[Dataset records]
####
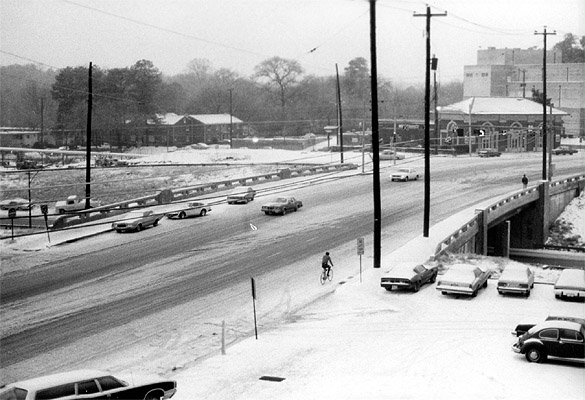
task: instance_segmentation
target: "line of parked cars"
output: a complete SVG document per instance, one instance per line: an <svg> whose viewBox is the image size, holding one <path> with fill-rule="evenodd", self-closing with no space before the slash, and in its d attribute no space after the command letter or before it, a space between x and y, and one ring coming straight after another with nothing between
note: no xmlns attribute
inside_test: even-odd
<svg viewBox="0 0 585 400"><path fill-rule="evenodd" d="M380 280L380 286L391 291L405 289L418 292L422 285L437 281L442 294L475 297L487 287L491 271L482 266L454 264L438 278L441 264L397 264ZM498 279L498 293L530 296L534 287L534 272L528 266L508 266ZM564 269L554 286L555 297L585 298L585 270ZM584 316L585 317L585 316ZM548 357L585 360L585 318L549 316L539 324L518 324L512 331L518 341L512 346L515 353L524 354L530 362L542 363Z"/></svg>

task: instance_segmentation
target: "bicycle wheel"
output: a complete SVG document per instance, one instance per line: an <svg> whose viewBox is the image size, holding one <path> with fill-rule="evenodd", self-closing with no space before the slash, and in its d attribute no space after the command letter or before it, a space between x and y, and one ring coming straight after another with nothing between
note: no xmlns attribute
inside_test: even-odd
<svg viewBox="0 0 585 400"><path fill-rule="evenodd" d="M329 279L330 282L333 280L333 269L332 268L329 268L327 270L327 279Z"/></svg>
<svg viewBox="0 0 585 400"><path fill-rule="evenodd" d="M324 270L321 272L321 275L319 275L319 282L321 282L321 285L324 285L325 282L327 282L327 275Z"/></svg>

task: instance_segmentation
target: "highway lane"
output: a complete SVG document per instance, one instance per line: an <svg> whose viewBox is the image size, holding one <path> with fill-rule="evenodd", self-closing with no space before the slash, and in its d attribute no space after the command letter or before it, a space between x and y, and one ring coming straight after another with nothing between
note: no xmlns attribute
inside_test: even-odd
<svg viewBox="0 0 585 400"><path fill-rule="evenodd" d="M475 162L474 169L444 163L433 177L433 220L444 219L496 193L519 187L516 160L501 159L497 164L478 159L470 162ZM538 163L535 159L526 166L536 169ZM565 170L570 172L575 166L569 165ZM581 172L578 166L576 172ZM384 232L396 236L398 246L422 230L423 183L390 183L384 178L382 181ZM124 292L134 279L133 274L145 265L162 273L156 282L149 280L127 294L113 297L104 294L104 298L71 312L43 315L21 327L12 327L1 339L2 366L213 295L250 276L317 257L323 249L371 234L371 176L291 188L289 193L305 204L298 213L265 216L259 211L262 197L245 206L221 205L205 218L165 220L159 227L138 234L106 234L100 239L99 248L87 254L3 277L5 306L42 295L64 296L69 288L79 286L95 292L102 289L100 284L105 284ZM251 229L250 224L257 229ZM83 243L72 246L81 246L79 252L83 252L83 247L93 249ZM171 265L179 266L161 272Z"/></svg>

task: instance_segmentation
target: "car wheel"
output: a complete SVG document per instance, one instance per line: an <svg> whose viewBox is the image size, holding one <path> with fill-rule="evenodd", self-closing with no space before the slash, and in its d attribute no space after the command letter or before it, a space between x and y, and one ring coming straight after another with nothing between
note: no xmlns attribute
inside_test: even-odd
<svg viewBox="0 0 585 400"><path fill-rule="evenodd" d="M63 209L60 209L60 210L59 210L59 214L65 214L65 210L63 210Z"/></svg>
<svg viewBox="0 0 585 400"><path fill-rule="evenodd" d="M160 391L149 392L144 396L144 400L160 400L164 394Z"/></svg>
<svg viewBox="0 0 585 400"><path fill-rule="evenodd" d="M205 217L205 214L207 214L207 210L201 210L201 212L199 213L199 215L201 215L202 217Z"/></svg>
<svg viewBox="0 0 585 400"><path fill-rule="evenodd" d="M526 292L526 297L530 297L530 290Z"/></svg>
<svg viewBox="0 0 585 400"><path fill-rule="evenodd" d="M477 296L477 289L475 289L475 290L473 291L473 293L471 293L471 297L475 297L475 296Z"/></svg>
<svg viewBox="0 0 585 400"><path fill-rule="evenodd" d="M404 178L404 182L408 182L408 176Z"/></svg>
<svg viewBox="0 0 585 400"><path fill-rule="evenodd" d="M249 201L250 200L248 200L248 199L244 199L244 204L248 204Z"/></svg>
<svg viewBox="0 0 585 400"><path fill-rule="evenodd" d="M282 215L285 215L285 214L286 214L286 208L283 208L282 209Z"/></svg>
<svg viewBox="0 0 585 400"><path fill-rule="evenodd" d="M412 290L414 292L418 292L420 290L420 282L419 281L414 282Z"/></svg>
<svg viewBox="0 0 585 400"><path fill-rule="evenodd" d="M269 215L270 213L268 211L264 211L264 214Z"/></svg>
<svg viewBox="0 0 585 400"><path fill-rule="evenodd" d="M526 359L530 362L542 363L546 360L546 353L539 347L530 347L526 350Z"/></svg>
<svg viewBox="0 0 585 400"><path fill-rule="evenodd" d="M116 232L122 233L122 229L116 229Z"/></svg>
<svg viewBox="0 0 585 400"><path fill-rule="evenodd" d="M142 230L142 225L138 224L138 226L136 227L136 232L140 232Z"/></svg>
<svg viewBox="0 0 585 400"><path fill-rule="evenodd" d="M181 211L181 212L179 213L179 219L183 219L183 218L185 218L186 216L187 216L187 215L185 214L185 211Z"/></svg>
<svg viewBox="0 0 585 400"><path fill-rule="evenodd" d="M441 294L442 294L443 296L447 296L447 292L445 292L445 291L442 291L442 292L441 292Z"/></svg>
<svg viewBox="0 0 585 400"><path fill-rule="evenodd" d="M504 294L504 292L502 292L501 290L498 290L498 293L499 293L499 294Z"/></svg>
<svg viewBox="0 0 585 400"><path fill-rule="evenodd" d="M392 286L386 286L384 289L386 289L388 292L392 291Z"/></svg>
<svg viewBox="0 0 585 400"><path fill-rule="evenodd" d="M155 219L154 222L152 223L152 226L157 226L158 225L158 219Z"/></svg>
<svg viewBox="0 0 585 400"><path fill-rule="evenodd" d="M435 272L433 274L433 276L431 276L431 283L435 283L437 281L437 272Z"/></svg>
<svg viewBox="0 0 585 400"><path fill-rule="evenodd" d="M485 282L483 283L483 287L484 287L484 288L486 288L486 287L487 287L487 281L485 281Z"/></svg>
<svg viewBox="0 0 585 400"><path fill-rule="evenodd" d="M414 177L414 180L415 180L415 181L416 181L416 180L418 180L418 175Z"/></svg>

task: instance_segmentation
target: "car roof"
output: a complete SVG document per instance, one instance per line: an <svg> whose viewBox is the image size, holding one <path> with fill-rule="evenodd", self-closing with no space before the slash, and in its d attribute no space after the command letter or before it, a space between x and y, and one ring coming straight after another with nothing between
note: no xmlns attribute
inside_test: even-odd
####
→ **PROBLEM TO WORK ON**
Copy the entries above faithfully and omit every image.

→ **RESPONSE**
task: instance_segmentation
target: "line of parked cars"
output: a complete SVG document per instance, one instance per line: an <svg> whose viewBox is the image size, holding one <path> with fill-rule="evenodd", self-closing with no space before the slash, and in its d attribute no space after the command letter or before it, a space between x and y, and one ring coming straight after another with nothing between
note: no xmlns attribute
inside_test: even-odd
<svg viewBox="0 0 585 400"><path fill-rule="evenodd" d="M380 280L380 286L391 291L405 289L418 292L422 285L437 281L442 294L475 297L487 287L491 271L482 266L454 264L438 278L441 264L397 264ZM498 279L498 293L530 296L534 287L534 272L528 266L508 266ZM564 269L554 286L555 297L585 298L585 270ZM584 316L585 317L585 316ZM548 357L585 360L585 318L549 316L539 324L518 324L512 331L518 341L512 346L515 353L524 354L530 362L542 363Z"/></svg>

task: instance_segmentation
target: "bicycle wheel"
output: a complete SVG document per instance, one instance per line: an <svg> whose viewBox is the image size, holding one <path> with fill-rule="evenodd", self-closing with no space before the slash, and in its d attribute no space after the command letter or before it, a space between x and y, and one ring coming straight after another with nothing between
note: no xmlns attribute
inside_test: even-odd
<svg viewBox="0 0 585 400"><path fill-rule="evenodd" d="M329 279L330 282L333 280L333 269L332 268L329 268L327 270L327 279Z"/></svg>
<svg viewBox="0 0 585 400"><path fill-rule="evenodd" d="M324 270L321 272L321 275L319 275L319 282L321 282L321 285L324 285L325 282L327 282L327 275Z"/></svg>

task: instance_segmentation
target: "highway lane"
output: a complete SVG document per instance, one instance per line: an <svg> whose viewBox is the image size, holding one <path> with fill-rule="evenodd", self-closing with no space before the slash, and in its d attribute no space after the command letter or before it, a space between x and y, and one ring coming straight after another with nothing between
note: no xmlns attribute
inside_test: even-odd
<svg viewBox="0 0 585 400"><path fill-rule="evenodd" d="M475 162L474 169L444 163L433 177L433 220L444 219L496 193L519 187L516 160L501 159L497 164L478 159L470 162ZM538 163L535 159L526 166L536 169ZM565 170L570 172L575 166L569 165ZM581 172L578 166L576 172ZM384 232L396 236L398 246L422 230L423 183L390 183L384 178L382 181ZM124 292L134 279L133 274L145 265L162 273L156 282L149 280L127 294L113 297L104 294L104 298L71 312L43 315L21 327L12 327L1 339L2 366L213 295L250 276L317 257L323 249L371 234L371 176L291 188L289 193L305 204L298 213L265 216L259 211L262 197L245 206L221 205L205 218L165 220L159 227L138 234L106 234L100 239L99 248L87 254L3 277L5 306L42 295L64 296L69 288L79 286L95 292L102 289L100 284L105 284ZM251 229L250 224L257 229ZM83 243L72 246L81 246L79 252L83 252L83 247L93 249ZM171 265L179 266L161 272Z"/></svg>

task: instance_segmentation
target: "car wheel"
output: a complete SVG document per instance, one instance per line: an <svg> whose viewBox is the image size, holding one <path> with fill-rule="evenodd", self-closing with no space before the slash, and in its d attribute no space after the command letter or before it, a space between x and y, and one ring coming straight after another with nothing between
note: no xmlns attribute
inside_test: even-odd
<svg viewBox="0 0 585 400"><path fill-rule="evenodd" d="M63 209L60 209L60 210L59 210L59 214L65 214L65 210L63 210Z"/></svg>
<svg viewBox="0 0 585 400"><path fill-rule="evenodd" d="M160 391L149 392L144 396L144 400L160 400L164 394Z"/></svg>
<svg viewBox="0 0 585 400"><path fill-rule="evenodd" d="M205 217L205 214L207 214L207 210L201 210L201 212L199 213L199 215L201 215L202 217Z"/></svg>
<svg viewBox="0 0 585 400"><path fill-rule="evenodd" d="M526 292L526 297L530 297L530 290Z"/></svg>
<svg viewBox="0 0 585 400"><path fill-rule="evenodd" d="M477 296L477 289L475 289L475 290L473 291L473 293L471 293L471 297L475 297L475 296Z"/></svg>
<svg viewBox="0 0 585 400"><path fill-rule="evenodd" d="M404 178L404 182L408 182L408 176Z"/></svg>
<svg viewBox="0 0 585 400"><path fill-rule="evenodd" d="M249 201L250 200L248 200L248 199L244 199L244 204L248 204Z"/></svg>
<svg viewBox="0 0 585 400"><path fill-rule="evenodd" d="M282 215L285 215L285 214L286 214L286 208L283 208L282 209Z"/></svg>
<svg viewBox="0 0 585 400"><path fill-rule="evenodd" d="M412 290L414 292L418 292L420 290L420 282L419 281L414 282Z"/></svg>
<svg viewBox="0 0 585 400"><path fill-rule="evenodd" d="M269 215L270 213L268 211L264 211L264 214Z"/></svg>
<svg viewBox="0 0 585 400"><path fill-rule="evenodd" d="M526 359L530 362L542 363L546 360L546 353L539 347L530 347L526 350Z"/></svg>
<svg viewBox="0 0 585 400"><path fill-rule="evenodd" d="M116 232L122 233L122 229L116 229Z"/></svg>
<svg viewBox="0 0 585 400"><path fill-rule="evenodd" d="M142 230L142 225L138 224L138 226L136 227L136 232L140 232Z"/></svg>
<svg viewBox="0 0 585 400"><path fill-rule="evenodd" d="M181 211L181 212L179 213L179 219L183 219L183 218L185 218L186 216L187 216L187 215L185 214L185 211Z"/></svg>
<svg viewBox="0 0 585 400"><path fill-rule="evenodd" d="M441 294L442 294L443 296L447 296L447 292L445 292L445 291L442 291L442 292L441 292Z"/></svg>
<svg viewBox="0 0 585 400"><path fill-rule="evenodd" d="M504 294L504 292L502 292L501 290L498 290L498 293L499 293L499 294Z"/></svg>
<svg viewBox="0 0 585 400"><path fill-rule="evenodd" d="M392 286L386 286L384 289L386 289L388 292L392 291Z"/></svg>
<svg viewBox="0 0 585 400"><path fill-rule="evenodd" d="M155 219L154 222L152 223L152 226L157 226L158 225L158 219Z"/></svg>
<svg viewBox="0 0 585 400"><path fill-rule="evenodd" d="M435 272L433 274L433 276L431 276L431 283L435 283L437 281L437 272Z"/></svg>
<svg viewBox="0 0 585 400"><path fill-rule="evenodd" d="M485 282L483 283L483 287L484 287L484 288L486 288L486 287L487 287L487 281L485 281Z"/></svg>
<svg viewBox="0 0 585 400"><path fill-rule="evenodd" d="M414 177L414 180L415 180L415 181L416 181L416 180L418 180L418 175Z"/></svg>

task: instance_segmentation
target: "car roof"
output: a complete SVG document per instance, one instance per line: an <svg> whose viewBox is the image size, holding one <path> with fill-rule="evenodd", self-closing with no space before the slash, and in its d attribute no space after the command letter or before it, a space between x and y, and one ring coming straight after another with nothing between
note: no xmlns attribute
inside_test: even-odd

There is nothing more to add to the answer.